* [Extracted text]:
Package 'GitStats'

Title: Standardized Git Repository Data
Description: Obtain standardized data from multiple 'Git' services, including 'GitHub' and 'GitLab'. Designed to be 'Git' service-agnostic, this package assists teams with activities spread across various 'Git' platforms by providing a unified way to access repository data.
Authors: Maciej Banas [aut, cre], Kamil Koziej [aut], Karolina Marcinkowska [aut], Matt Secrest [aut]
Maintainer: Maciej Banas <[email protected]>
License: MIT + file LICENSE
Version: 2.1.2
Built: 2024-11-13 11:21:07 UTC
Source: https://github.com/r-world-devs/gitstats

Help Index


Create a GitStats object

Description

Create a GitStats object

Usage

create_gitstats()

Value

A GitStats object.

Examples

my_gitstats <- create_gitstats()

Get data on commits

Description

List all commits from all repositories for an organization or a vector of repositories.

Usage

get_commits(
  gitstats_object,
  since = NULL,
  until = Sys.Date() + lubridate::days(1),
  cache = TRUE,
  verbose = is_verbose(gitstats_object),
  progress = verbose
)

Arguments

gitstats_object

A GitStats object.

since

A starting date.

until

An end date.

cache

A logical, if set to TRUE GitStats will retrieve the last result from its storage.

verbose

A logical, TRUE by default. If FALSE messages and printing output is switched off.

progress

A logical, by default set to verbose value. If FALSE no cli progress bar will be displayed.

Value

A data.frame.

Examples

## Not run: 
my_gitstats <- create_gitstats() %>%
  set_github_host(
    token = Sys.getenv("GITHUB_PAT"),
    repos = c("openpharma/DataFakeR", "openpharma/visR")
  ) %>%
  set_gitlab_host(
    token = Sys.getenv("GITLAB_PAT_PUBLIC"),
    orgs = "mbtests"
  )
 get_commits(my_gitstats, since = "2018-01-01")

## End(Not run)

Get commits statistics

Description

Prepare statistics from the pulled commits data.

Usage

get_commits_stats(gitstats_object, time_interval = c("month", "day", "week"))

Arguments

gitstats_object

A GitStats class object.

time_interval

A character, specifying time interval to show statistics.

Details

To make function work, you need first to get commits data with GitStats. See examples section.

Value

A table of commits_stats class.

Examples

## Not run: 
 my_gitstats <- create_gitstats() %>%
   set_github_host(
     token = Sys.getenv("GITHUB_PAT"),
     repos = c("r-world-devs/GitStats", "openpharma/visR")
   )
 get_commits(my_gitstats, since = "2022-01-01")
 get_commits_stats(my_gitstats, time_interval = "week")

## End(Not run)

Get content of files

Description

Pull text files content for a given scope (orgs, repos or whole git hosts).

Usage

get_files_content(
  gitstats_object,
  file_path = NULL,
  use_files_structure = TRUE,
  only_text_files = TRUE,
  cache = TRUE,
  verbose = is_verbose(gitstats_object),
  progress = verbose
)

Arguments

gitstats_object

A GitStats object.

file_path

Optional. A standardized path to file(s) in repositories. May be a character vector if multiple files are to be pulled. If set to NULL and use_files_structure parameter is set to TRUE, GitStats will try to pull data from files_structure (see below).

* [Entries shown]:
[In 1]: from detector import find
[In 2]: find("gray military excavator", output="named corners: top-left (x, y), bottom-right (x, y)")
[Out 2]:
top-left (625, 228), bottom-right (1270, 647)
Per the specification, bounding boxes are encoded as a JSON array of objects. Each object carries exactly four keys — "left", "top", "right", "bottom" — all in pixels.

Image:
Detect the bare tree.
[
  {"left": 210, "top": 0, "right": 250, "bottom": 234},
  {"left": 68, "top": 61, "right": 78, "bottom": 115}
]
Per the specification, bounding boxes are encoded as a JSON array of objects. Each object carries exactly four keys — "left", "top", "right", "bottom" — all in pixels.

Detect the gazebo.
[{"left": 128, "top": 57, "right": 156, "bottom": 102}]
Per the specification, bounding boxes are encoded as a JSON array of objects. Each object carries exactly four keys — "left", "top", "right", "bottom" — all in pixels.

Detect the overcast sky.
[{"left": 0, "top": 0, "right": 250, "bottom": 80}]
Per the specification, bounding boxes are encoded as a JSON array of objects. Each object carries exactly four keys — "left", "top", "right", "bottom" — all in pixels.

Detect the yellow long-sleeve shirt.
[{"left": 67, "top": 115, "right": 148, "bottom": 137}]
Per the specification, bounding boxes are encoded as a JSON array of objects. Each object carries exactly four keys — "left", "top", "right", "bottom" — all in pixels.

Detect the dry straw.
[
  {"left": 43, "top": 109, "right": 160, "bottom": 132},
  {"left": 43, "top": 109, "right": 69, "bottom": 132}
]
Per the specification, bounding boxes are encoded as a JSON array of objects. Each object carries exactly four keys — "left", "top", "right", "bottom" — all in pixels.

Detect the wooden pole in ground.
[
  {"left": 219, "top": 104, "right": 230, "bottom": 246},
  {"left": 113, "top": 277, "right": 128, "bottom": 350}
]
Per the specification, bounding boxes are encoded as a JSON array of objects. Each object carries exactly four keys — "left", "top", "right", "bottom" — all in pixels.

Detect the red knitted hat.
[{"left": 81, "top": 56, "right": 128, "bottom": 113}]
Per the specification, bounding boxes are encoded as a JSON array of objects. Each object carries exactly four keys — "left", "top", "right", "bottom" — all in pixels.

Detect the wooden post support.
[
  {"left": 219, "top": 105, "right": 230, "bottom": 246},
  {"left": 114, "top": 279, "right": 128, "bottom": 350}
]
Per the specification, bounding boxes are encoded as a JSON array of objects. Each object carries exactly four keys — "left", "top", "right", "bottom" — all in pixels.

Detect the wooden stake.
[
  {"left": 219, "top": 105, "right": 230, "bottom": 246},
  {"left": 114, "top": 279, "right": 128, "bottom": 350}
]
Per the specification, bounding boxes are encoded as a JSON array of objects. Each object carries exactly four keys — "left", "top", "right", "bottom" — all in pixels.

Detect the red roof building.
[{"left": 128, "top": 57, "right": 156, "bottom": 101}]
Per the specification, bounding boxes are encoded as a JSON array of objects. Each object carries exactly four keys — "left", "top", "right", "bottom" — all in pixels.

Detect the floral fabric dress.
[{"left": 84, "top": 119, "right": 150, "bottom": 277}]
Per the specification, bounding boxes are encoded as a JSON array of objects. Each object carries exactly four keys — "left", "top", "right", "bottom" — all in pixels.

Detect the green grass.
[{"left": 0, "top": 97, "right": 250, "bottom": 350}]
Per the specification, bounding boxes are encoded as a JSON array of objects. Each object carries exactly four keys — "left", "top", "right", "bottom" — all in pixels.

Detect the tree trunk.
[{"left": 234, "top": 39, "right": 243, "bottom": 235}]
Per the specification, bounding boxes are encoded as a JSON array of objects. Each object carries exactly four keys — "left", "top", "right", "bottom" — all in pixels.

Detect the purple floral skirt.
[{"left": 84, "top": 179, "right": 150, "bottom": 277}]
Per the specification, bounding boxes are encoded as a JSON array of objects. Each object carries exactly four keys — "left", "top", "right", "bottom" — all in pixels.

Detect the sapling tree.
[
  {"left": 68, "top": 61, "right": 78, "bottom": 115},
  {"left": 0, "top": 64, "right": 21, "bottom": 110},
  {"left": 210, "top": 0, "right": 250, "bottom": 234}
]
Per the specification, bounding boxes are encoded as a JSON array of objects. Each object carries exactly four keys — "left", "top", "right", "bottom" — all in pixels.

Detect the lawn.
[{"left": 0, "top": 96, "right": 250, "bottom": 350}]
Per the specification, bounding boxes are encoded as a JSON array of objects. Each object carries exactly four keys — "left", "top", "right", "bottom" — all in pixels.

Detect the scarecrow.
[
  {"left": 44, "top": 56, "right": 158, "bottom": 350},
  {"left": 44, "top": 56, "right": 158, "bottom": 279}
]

* [Set exercise]: In the GitStats package documentation, what does the get_commits_stats function return?

* [Output for this task]: A table of commits_stats class.